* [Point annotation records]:
——————————

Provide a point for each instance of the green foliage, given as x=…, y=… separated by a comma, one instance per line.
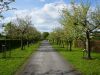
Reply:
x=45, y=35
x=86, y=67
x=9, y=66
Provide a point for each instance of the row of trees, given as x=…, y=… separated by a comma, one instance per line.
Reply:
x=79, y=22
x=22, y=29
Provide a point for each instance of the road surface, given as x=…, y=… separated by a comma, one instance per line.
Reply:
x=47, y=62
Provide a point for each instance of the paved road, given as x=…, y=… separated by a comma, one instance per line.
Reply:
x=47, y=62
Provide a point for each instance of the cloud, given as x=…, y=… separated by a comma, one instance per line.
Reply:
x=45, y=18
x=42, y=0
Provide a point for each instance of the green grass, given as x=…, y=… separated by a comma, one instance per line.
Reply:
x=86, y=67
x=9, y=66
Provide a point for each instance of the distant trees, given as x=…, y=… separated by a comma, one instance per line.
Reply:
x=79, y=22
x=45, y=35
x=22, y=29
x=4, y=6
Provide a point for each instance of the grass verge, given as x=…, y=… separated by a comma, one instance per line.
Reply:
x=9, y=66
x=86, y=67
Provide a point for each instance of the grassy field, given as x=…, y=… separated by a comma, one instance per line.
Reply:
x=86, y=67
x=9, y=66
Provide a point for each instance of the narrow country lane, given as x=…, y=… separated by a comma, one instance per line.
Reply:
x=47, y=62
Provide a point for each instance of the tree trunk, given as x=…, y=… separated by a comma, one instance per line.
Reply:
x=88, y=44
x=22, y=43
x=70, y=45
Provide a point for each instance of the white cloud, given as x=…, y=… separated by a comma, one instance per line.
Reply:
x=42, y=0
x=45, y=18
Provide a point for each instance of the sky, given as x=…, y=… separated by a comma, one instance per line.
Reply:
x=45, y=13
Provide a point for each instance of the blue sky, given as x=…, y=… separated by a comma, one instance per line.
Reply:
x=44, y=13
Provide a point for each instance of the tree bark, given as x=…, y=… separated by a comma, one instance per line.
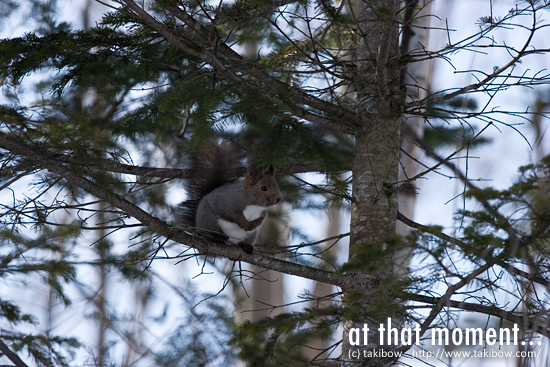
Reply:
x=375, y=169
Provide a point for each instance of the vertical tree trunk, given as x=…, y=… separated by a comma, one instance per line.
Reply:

——————————

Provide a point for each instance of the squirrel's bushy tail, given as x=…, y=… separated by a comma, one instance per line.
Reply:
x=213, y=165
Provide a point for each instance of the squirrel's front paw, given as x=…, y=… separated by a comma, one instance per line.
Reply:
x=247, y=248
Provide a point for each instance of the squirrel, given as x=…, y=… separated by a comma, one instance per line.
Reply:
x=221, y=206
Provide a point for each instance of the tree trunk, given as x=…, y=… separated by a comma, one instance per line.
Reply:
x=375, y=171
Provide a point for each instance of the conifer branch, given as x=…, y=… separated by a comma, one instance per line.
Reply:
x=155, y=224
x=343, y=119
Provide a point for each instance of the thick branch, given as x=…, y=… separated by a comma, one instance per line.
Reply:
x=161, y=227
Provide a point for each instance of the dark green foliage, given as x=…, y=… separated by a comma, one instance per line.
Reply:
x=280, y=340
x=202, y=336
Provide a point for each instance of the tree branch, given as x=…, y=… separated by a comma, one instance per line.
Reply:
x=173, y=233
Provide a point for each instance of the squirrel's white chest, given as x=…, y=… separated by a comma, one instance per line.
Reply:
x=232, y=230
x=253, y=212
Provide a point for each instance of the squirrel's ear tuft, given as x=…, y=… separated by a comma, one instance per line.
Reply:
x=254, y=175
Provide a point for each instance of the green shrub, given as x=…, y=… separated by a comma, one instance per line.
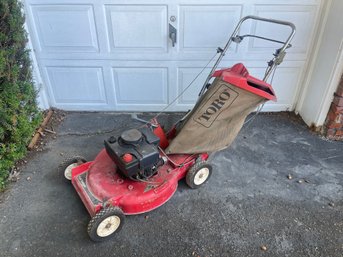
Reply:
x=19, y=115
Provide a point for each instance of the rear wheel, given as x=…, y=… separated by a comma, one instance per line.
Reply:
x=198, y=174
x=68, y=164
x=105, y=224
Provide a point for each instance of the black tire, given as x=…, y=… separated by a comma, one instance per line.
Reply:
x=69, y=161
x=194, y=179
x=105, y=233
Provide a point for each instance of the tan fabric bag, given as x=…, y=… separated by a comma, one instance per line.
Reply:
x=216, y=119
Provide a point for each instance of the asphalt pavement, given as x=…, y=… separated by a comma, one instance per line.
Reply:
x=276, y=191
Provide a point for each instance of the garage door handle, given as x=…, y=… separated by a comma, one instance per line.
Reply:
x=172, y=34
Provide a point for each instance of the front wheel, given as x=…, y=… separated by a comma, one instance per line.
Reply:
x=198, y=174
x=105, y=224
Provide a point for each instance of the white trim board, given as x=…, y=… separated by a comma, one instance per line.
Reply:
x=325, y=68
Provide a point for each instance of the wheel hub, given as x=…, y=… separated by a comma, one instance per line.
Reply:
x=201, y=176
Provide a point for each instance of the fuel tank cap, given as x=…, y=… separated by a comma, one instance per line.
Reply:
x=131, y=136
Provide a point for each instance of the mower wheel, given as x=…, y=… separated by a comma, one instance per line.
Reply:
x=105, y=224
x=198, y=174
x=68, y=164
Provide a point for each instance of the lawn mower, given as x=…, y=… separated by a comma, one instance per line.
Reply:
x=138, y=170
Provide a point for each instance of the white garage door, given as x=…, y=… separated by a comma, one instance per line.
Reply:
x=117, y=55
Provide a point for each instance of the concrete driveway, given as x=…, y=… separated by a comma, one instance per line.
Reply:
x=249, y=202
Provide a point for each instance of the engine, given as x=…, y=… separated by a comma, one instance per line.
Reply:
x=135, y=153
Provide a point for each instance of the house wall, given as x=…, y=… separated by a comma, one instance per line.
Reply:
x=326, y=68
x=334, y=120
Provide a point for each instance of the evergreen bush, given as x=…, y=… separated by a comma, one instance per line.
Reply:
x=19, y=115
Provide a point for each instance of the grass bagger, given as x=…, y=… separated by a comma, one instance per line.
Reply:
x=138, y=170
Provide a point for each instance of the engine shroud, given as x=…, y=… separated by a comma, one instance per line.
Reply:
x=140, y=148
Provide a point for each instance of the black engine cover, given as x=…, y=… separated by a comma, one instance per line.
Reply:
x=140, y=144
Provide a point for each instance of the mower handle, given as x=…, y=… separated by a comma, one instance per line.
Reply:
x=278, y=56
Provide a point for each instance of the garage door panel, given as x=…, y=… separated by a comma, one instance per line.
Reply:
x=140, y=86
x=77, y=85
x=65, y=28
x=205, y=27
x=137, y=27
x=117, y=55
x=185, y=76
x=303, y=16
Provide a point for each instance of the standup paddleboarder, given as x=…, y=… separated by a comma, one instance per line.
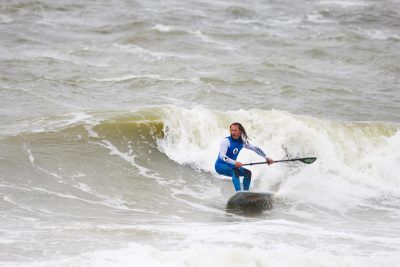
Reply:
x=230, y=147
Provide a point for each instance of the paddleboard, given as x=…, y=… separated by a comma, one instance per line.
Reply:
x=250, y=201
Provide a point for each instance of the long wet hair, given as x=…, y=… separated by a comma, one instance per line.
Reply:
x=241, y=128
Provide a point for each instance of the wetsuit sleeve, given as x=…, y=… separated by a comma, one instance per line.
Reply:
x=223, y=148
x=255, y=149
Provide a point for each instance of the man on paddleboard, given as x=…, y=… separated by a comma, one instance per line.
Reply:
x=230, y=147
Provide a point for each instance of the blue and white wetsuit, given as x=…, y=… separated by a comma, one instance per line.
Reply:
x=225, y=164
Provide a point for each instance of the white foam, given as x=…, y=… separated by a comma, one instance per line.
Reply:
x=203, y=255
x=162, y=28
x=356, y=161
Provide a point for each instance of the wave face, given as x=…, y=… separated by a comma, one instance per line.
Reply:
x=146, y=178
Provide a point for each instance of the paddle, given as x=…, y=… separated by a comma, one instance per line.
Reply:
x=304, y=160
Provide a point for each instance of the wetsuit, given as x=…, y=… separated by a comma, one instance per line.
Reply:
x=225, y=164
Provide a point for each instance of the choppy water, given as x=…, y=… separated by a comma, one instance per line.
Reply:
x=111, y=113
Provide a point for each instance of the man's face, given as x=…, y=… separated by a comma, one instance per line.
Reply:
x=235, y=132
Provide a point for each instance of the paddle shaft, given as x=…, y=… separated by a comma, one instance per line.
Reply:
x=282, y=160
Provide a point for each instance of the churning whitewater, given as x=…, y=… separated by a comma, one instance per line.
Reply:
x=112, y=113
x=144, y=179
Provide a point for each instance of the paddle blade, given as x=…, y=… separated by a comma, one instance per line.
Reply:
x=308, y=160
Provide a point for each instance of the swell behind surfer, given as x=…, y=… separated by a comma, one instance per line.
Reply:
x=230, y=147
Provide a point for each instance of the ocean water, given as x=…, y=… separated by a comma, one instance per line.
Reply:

——————————

Reproduce the items above verbatim, beginning at the line that contains "Provide a point for each instance of the tree branch, given" and stopping after the line that contains "x=254, y=175".

Provide a point for each instance of the tree branch, given as x=…, y=… separated by a comma, one instance per line.
Reply:
x=173, y=233
Provide a point for each instance of the squirrel's white chest, given as x=…, y=… separated by a comma, one instance per line.
Reply:
x=232, y=230
x=253, y=212
Provide a point for each instance of the squirrel's ear tuft, given as x=…, y=… separated by a comma, one instance per line.
Reply:
x=254, y=175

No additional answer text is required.